_Выполните задания:_
(1) Какой вариант, согласно отрывку о рассказах больных к картинкам, выбирает больной с признаками параноидности, если из двух вариантов нужно выбрать один?
(2) Продолжите отрывок о рассказах больных к картинкам с того места, где он заканчивается.
*** Отрывок из текста
И наконец, одной из характерных черт продукции таких больных следует считать смесь педантичности с отступлениями в форме свободных ассоциаций.
Образец такой продукции – рассказ к картинке 1. «Здесь изображен мальчик, обучающийся играть на скрипке... не знаю, с увлечением или отвращением. Если с ним обстоит дело так же, как со многими нашими детьми, то это, пожалуй, бесполезная трата времени. Может быть, он задумался сейчас, сможет ли когда-нибудь стать хорошим музыкантом или как ему выбрать какое-нибудь другое занятие. Или мальчика тянет на простор, поиграть. Это тоже бывает со многими большими артистами: их в детстве тянуло тоже к играм. Мне эта картина напоминает о Фриде Крейслере, о котором я недавно прочел статью в журнале. Там, кстати, говорится о Крейслере не только как о великом музыканте, но и
как о талантливом государственном деятеле. То же самое и о Падеревском – он музыкант и государственный деятель, который послужил во многом своей стране. Вообще, музыканты, мне кажется, разносторонние, одаренные люди. В моей семье, благодаря тому, что мать хорошо играла, многие дети музыкально одарены. Обычно в больших семьях дети оказываются более одаренными музыкально, чем в других.. Нет?» ..
Признаки параноидности в рассказах выражены следующими чертами: в самой тематике рассказов часто звучат мотивы страха, подозрительности, затаенной агрессии, которыми испытуемый наделяет своих персонажей; тематика эта мрачна, и если из двух вариантов больной выбирает один, то выбирает худший, более тяжелый.
О картинке 15: «По виду он больше похож на убийцу, чем на вора». Такие больные стараются оспорить доводы экспериментатора, они очень настойчивы. В картине они находят преднамеренность, провоцирующие моменты. Так, испытуемая говорит о картинке 2-ж: «Ноги этой женщины художник нарисовал неточно, чтобы мы увидели реакцию сексуального характера. Нет, у меня это не вызывает никакой реакции»; о картинке 6-ж «Ключ ко всему здесь, вероятно, эта тень... но я не знаю, что она значит».
******
*** Имеющиеся данные
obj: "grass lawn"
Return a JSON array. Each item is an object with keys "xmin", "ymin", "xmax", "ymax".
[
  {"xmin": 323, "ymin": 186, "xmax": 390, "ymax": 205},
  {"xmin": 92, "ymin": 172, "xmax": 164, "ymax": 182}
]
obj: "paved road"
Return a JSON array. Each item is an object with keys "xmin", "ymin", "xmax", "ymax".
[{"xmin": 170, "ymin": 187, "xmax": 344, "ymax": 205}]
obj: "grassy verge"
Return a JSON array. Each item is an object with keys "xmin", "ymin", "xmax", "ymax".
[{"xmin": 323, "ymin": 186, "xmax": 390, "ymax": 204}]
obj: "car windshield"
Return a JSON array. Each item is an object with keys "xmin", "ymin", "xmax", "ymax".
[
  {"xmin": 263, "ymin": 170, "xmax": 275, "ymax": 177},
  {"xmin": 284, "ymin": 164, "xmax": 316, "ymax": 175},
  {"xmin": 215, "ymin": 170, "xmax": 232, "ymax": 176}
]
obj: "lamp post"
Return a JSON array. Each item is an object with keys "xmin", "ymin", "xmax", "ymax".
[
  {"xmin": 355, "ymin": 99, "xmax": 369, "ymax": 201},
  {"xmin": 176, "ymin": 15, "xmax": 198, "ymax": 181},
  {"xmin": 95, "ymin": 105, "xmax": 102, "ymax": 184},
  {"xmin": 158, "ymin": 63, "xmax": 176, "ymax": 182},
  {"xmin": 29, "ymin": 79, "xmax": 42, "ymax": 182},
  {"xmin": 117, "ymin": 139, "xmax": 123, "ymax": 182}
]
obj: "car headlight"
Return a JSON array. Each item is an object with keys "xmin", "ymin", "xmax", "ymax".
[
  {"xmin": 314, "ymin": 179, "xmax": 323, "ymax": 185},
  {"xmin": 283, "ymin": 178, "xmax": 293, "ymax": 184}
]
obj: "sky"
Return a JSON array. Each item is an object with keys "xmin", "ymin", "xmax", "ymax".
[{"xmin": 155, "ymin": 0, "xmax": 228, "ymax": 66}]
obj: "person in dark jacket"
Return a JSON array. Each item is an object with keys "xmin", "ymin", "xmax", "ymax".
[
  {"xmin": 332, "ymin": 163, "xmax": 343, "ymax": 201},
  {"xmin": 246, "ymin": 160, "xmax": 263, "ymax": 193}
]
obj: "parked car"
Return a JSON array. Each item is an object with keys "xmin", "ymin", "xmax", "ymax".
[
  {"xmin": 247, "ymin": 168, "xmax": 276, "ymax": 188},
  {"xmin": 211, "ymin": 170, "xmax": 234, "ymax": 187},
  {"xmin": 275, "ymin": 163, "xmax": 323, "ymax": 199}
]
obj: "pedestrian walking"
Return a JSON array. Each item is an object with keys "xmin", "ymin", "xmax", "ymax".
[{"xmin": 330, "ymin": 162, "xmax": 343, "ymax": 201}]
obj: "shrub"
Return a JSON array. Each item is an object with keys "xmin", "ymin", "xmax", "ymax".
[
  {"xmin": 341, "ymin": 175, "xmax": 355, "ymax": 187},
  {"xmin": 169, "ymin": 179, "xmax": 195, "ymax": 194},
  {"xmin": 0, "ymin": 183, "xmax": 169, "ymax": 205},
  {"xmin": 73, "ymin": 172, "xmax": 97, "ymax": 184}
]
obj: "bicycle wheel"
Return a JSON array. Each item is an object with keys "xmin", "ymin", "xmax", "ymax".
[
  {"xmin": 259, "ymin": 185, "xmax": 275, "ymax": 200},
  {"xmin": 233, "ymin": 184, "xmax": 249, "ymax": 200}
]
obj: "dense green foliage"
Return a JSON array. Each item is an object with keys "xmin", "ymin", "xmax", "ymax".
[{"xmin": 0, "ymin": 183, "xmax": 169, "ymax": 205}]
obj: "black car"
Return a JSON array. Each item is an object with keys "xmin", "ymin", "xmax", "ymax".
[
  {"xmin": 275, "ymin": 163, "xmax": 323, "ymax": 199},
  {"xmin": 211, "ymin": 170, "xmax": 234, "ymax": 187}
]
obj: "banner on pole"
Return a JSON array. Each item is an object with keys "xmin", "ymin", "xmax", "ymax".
******
_Ответы к заданиям:_
(1) Он выбирает худший, более тяжелый вариант.

(2)
Часто мы видим у таких больных осуждающее морализирование о картине: «Она сделала что-то постыдное, я это отлично вижу по выражению ее лица и всему виду ее...», «Это мучение всей ее семье, как всегда бывают такие люди без совести и чести». От изложения похожих вариантов больными с депрессией эти рассказы паранойяльных больных отличаются большим многословием (у депрессивных больных очень скудная речевая продукция), наличием осуждения в адрес персонажей картины и частотой упрямства и противоречия при вмешательстве экспериментатора.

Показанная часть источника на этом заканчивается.